### Quoted passage
*** Block opens ***

Regrettably, although lower rates and correspondingly ineffective monetary policies today demonstrate the relevance of Keynesian analysis, they probably do not represent a long-term trend. What we are experiencing now is probably just another episode of temporary incapacity and failure on the part of private investors, financiers, and financial institutions. The rentier class—those who make their money on bond interest and other speculative financial investments—are still not about to wither away, at least not on their own.

Fortunately, Keynes’s failure in 1936 to anticipate the return of high interest rates or the future advent of persistent inflation was not fatal to his theory. The main point of his book was to show that even under laissez-faire conditions of complete price flexibility it was possible, and moreover likely, that an economy would tend toward less-than-full employment, owing to a lack of effective demand. It was the corpus of classical economics since Adam Smith that was flawed, since it had been unable to explain this fact. That central insight that remains both relevant and true in the very different world of the 21st century.

Today’s ideological heirs to the classical tradition have given an overwhelmingly neoliberal cast to globalization, through their preference for free markets (backed by technical arguments for “more competition” and for the superiority of monetary over fiscal policy); and through their elevation and celebration of the new rentiers. Culturally, the successes of global hedge funds made speculative raiding by highly leveraged institutions of finance capital appear acceptable, even glamorous. Not to be outdone, leading Wall Street investment banks were allowed by a sympathetic U.S. government to get into the act, through such financial innovations as the “collateralized debt obligation” —which made the securitization of subprime mortgages possible—and “auction rate securities”—which could pay higher interest than regular bank deposits, because they were not subject to pesky capital requirements or deposit insurance. A shadow banking system worth $4 trillion was created, rivalling the conventional banking system in size and importance, but with the same kind of financial vulnerability that made the Great Depression possible.

Call it old-fashioned, but since this economic crisis is at bottom a financial one, perhaps our course of action today should be guided not only by Keynesian arguments about fiscal and monetary policy (i.e. stimulative deficits, internationally coordinated, combining needed public works with more purchasing power in the hands of those with the highest marginal propensity to consume), but by a more Keynesian attitude toward financiers. A policy that any financial institution that functions like a bank and needs to be rescued like a bank deserves to be regulated like a bank. An effort to reconceive international financial institutions such as the IMF so that they are once again focused on development and economic fundamentals instead of playing confidence games with currency speculators, an approach that has repeatedly exacerbated economic crises rather than averting them. Perhaps a Tobin tax to blunt speculation, better regulate international financial flows and level the investment playing field. And, even if it turns out that the new rentiers, with their imaginative arsenals of currency, credit and stock manipulations, will continue to play more important roles in guiding capitalism than Keynes had either expected or hoped, a clear signal that from now on they will be restrained and disciplined at least as much as the governments they have recently held in thrall.

*** Block closes ***

### Records provided
*** Block opens ***

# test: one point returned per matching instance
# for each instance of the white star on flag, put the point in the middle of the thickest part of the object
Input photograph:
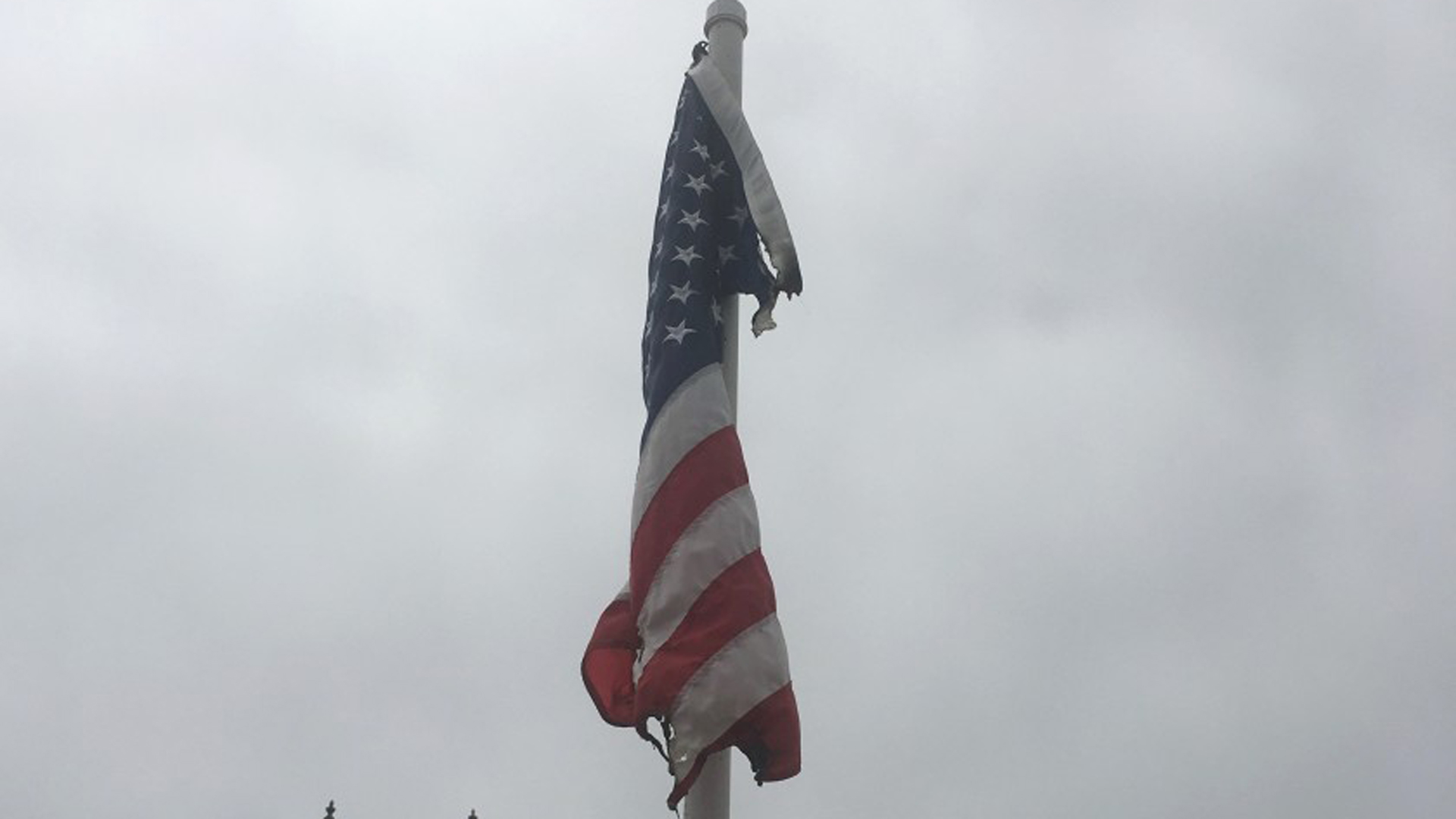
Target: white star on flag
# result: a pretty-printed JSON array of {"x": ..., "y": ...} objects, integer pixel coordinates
[
  {"x": 682, "y": 293},
  {"x": 679, "y": 331},
  {"x": 686, "y": 256},
  {"x": 692, "y": 221}
]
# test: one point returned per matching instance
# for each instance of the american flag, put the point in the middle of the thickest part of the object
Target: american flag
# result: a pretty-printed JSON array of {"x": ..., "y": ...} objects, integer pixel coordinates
[{"x": 693, "y": 640}]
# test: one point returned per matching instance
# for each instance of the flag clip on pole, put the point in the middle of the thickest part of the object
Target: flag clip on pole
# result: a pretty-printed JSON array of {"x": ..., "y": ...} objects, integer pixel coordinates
[{"x": 726, "y": 28}]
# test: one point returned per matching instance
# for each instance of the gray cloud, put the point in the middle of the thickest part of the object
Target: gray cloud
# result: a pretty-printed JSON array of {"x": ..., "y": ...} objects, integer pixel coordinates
[{"x": 1104, "y": 466}]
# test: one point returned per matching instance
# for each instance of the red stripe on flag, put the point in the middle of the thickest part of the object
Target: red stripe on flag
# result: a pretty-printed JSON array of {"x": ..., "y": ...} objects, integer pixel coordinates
[
  {"x": 740, "y": 596},
  {"x": 708, "y": 471},
  {"x": 769, "y": 738},
  {"x": 606, "y": 668}
]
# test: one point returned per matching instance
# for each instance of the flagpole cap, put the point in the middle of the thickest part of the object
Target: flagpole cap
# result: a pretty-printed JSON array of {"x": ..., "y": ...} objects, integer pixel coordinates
[{"x": 726, "y": 12}]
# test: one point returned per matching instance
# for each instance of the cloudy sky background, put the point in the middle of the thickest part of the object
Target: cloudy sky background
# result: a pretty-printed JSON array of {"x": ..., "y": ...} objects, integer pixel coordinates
[{"x": 1107, "y": 465}]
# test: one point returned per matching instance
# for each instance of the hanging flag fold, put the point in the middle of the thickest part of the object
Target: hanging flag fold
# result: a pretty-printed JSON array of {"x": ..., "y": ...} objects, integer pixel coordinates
[{"x": 693, "y": 639}]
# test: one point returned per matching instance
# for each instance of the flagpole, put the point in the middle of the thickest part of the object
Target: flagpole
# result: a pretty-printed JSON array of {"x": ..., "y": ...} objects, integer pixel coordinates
[{"x": 726, "y": 27}]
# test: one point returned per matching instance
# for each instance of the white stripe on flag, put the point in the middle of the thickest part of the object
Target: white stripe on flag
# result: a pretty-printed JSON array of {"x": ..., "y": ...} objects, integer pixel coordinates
[
  {"x": 733, "y": 682},
  {"x": 696, "y": 410},
  {"x": 721, "y": 537}
]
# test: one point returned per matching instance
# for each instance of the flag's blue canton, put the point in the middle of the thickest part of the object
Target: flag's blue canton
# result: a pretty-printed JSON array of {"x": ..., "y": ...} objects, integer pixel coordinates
[{"x": 704, "y": 245}]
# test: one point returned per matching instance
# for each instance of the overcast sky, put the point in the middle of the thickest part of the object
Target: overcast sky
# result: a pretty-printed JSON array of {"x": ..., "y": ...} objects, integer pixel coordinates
[{"x": 1107, "y": 466}]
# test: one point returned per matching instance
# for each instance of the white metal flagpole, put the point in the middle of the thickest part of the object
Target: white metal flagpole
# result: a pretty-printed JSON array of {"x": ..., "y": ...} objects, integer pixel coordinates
[{"x": 726, "y": 27}]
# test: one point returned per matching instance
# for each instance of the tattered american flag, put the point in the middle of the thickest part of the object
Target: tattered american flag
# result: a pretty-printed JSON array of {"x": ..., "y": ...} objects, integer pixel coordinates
[{"x": 693, "y": 640}]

*** Block closes ***

### Check your understanding
**1.** Answer these from the essay on Keynes:
(a) How large was the shadow banking system the essay describes?
(b) How does the essay define the rentier class?
(c) What could "auction rate securities" pay, according to the essay?
**2.** List every aim the essay on Keynes gives for a Tobin tax.
**3.** According to the essay on Keynes, why was his failure in 1936 to foresee high interest rates and persistent inflation not fatal to his theory?
The records play no part in the work here.

### Results of the tasks
**1.**
(a) It was worth $4 trillion.
(b) They are those who make their money on bond interest and other speculative financial investments.
(c) They could pay higher interest than regular bank deposits.

**2.**
- To blunt speculation
- To better regulate international financial flows
- To level the investment playing field

**3.** The main point of his book lay elsewhere. It showed that even with complete price flexibility, an economy would likely tend toward less-than-full employment because of a lack of effective demand. That central insight is still relevant and true in the 21st century.